(TEXT PROVIDED)
- Opening Delimiter -

To allow those around me to fail me, to disappoint me, to be rude… to not consider my feelings, to say things that hurt me, try to manipulate circumstances… say unkind things about me (true or made up…) and then to make my choice to not allow myself to define them by that.

I can find the positive things and encourage them toward those strengths and speak (internally, to them AND to others!) positive things into their lives.

To all of them I want to extend that crazy bold grace that speaks to what they can become. And I’m not Jesus- I don’t know their future. This means I don’t get to decide they’ll ‘never change’.

I want to be the one who refuses to only go ‘up to a certain point’ then write them off for ‘bad behavior’. Not to give them three strikes and they’re out. To be willing to take the radical risk to believe the best and to use the power of my words to encourage the best as well.

This is what love does… with my horse, my husband, my friends and my enemies (or since I choose not to have enemies I’ll use that word for people who don’t like me, or who I don’t understand or agree with). Love is not afraid of looking foolish. Love is not being afraid someone will take advantage of me. Love is not making sure I protect myself from someone who might try to hurt me….

Love is wondering what the other person feels before getting my own hackles up and being offended. And trying to see the world how they see it- even if I don’t quite agree.

Love bears all things. Love hopes all things. Love believes all things. Love endures all things.

All things.

A-L-L

That is a radical way to live.

I’ll go first.

Now what?

Tuesday, June 20, 2017

Since pulling out of the OD100 on my first try a couple weeks back I find my life to be surprisingly normal (slight sarcasm). No long term disappointment holding on… just back to life as usual! No regrets. 

My farrier came out. He looked at the bare hoof and wondered why I didn’t put on the spare shoe. I was prepared for this. He made sure of that. It is true that in the moment I thought the foot was more torn up than it was. It might have held the shoe. But maybe not. It was a gut thing. I assured him many times over I didn’t think an ounce of blame was his these things happen to the best. 

I asked him to pull the other front shoe for me so it would be done clean with no damage. Leave the hinds for now- they look great!

- Closing Delimiter -

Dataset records
- Opening Delimiter -

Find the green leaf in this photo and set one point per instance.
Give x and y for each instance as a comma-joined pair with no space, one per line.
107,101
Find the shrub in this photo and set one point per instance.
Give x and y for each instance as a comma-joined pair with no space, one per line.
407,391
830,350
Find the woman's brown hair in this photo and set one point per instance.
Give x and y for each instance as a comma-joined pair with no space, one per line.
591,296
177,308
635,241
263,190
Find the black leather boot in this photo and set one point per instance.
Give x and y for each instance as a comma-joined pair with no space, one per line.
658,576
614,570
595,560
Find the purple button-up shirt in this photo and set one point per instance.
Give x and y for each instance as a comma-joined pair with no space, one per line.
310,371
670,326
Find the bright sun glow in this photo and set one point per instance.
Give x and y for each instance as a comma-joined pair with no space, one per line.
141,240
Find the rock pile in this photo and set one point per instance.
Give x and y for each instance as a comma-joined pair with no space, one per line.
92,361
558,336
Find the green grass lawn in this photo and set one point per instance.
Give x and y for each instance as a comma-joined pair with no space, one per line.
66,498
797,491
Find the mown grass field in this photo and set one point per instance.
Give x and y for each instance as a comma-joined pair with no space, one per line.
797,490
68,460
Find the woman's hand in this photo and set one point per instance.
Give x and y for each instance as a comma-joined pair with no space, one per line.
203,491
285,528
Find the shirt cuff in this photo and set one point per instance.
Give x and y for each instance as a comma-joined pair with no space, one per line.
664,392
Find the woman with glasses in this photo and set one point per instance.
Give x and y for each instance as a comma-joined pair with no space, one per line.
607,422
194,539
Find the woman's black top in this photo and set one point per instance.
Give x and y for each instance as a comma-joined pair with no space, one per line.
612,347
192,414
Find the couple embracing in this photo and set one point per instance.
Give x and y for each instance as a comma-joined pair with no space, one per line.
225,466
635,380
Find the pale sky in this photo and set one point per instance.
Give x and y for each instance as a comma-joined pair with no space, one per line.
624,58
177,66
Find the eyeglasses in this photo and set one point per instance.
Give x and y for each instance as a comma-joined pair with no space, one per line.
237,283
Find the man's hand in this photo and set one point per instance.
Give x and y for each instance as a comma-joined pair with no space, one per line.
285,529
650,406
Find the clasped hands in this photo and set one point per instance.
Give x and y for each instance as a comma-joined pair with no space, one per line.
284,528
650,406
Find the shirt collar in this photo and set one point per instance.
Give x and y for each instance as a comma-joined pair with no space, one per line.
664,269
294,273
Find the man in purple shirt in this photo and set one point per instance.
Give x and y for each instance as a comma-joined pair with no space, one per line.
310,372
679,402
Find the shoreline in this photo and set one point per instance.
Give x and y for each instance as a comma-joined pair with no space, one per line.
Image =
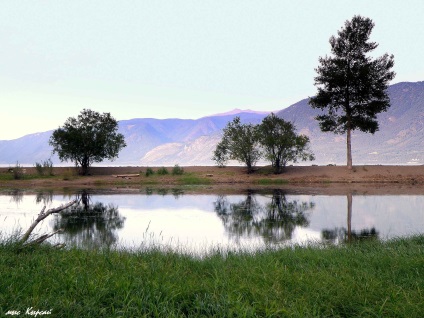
375,179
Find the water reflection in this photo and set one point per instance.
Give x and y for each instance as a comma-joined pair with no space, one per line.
89,224
254,219
274,221
338,235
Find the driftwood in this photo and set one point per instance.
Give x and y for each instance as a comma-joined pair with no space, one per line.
43,214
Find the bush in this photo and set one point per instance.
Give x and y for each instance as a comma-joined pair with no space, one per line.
149,172
44,168
162,171
177,170
18,172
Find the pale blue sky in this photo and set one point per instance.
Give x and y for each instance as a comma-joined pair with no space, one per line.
185,59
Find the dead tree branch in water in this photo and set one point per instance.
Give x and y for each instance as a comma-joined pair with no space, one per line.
41,216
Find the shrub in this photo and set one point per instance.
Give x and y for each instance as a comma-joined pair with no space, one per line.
44,168
162,171
177,170
149,172
18,172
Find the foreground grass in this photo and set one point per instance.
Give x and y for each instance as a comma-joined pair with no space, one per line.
361,280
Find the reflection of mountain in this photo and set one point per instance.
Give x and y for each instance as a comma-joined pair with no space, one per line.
274,222
89,225
348,235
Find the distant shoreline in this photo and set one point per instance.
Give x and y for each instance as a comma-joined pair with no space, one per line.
376,179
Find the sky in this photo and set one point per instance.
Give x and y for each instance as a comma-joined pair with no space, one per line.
179,59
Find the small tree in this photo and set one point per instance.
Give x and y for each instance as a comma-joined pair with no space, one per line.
352,86
239,142
281,144
91,137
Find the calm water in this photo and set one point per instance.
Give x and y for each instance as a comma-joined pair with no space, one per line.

- Closing Delimiter -

(TASK REQUIREMENTS)
[a] Reproduce word for word the stretch of the blog post that starts with the words "Since pulling out" and ends with "usual! No regrets.".
[b] Translate this sentence from the blog post into Spanish: "Love is not afraid of looking foolish."

(SOLUTIONS IN ORDER)
[a]
Since pulling out of the OD100 on my first try a couple weeks back I find my life to be surprisingly normal (slight sarcasm). No long term disappointment holding on… just back to life as usual! No regrets.

[b] El amor no tiene miedo de parecer tonto.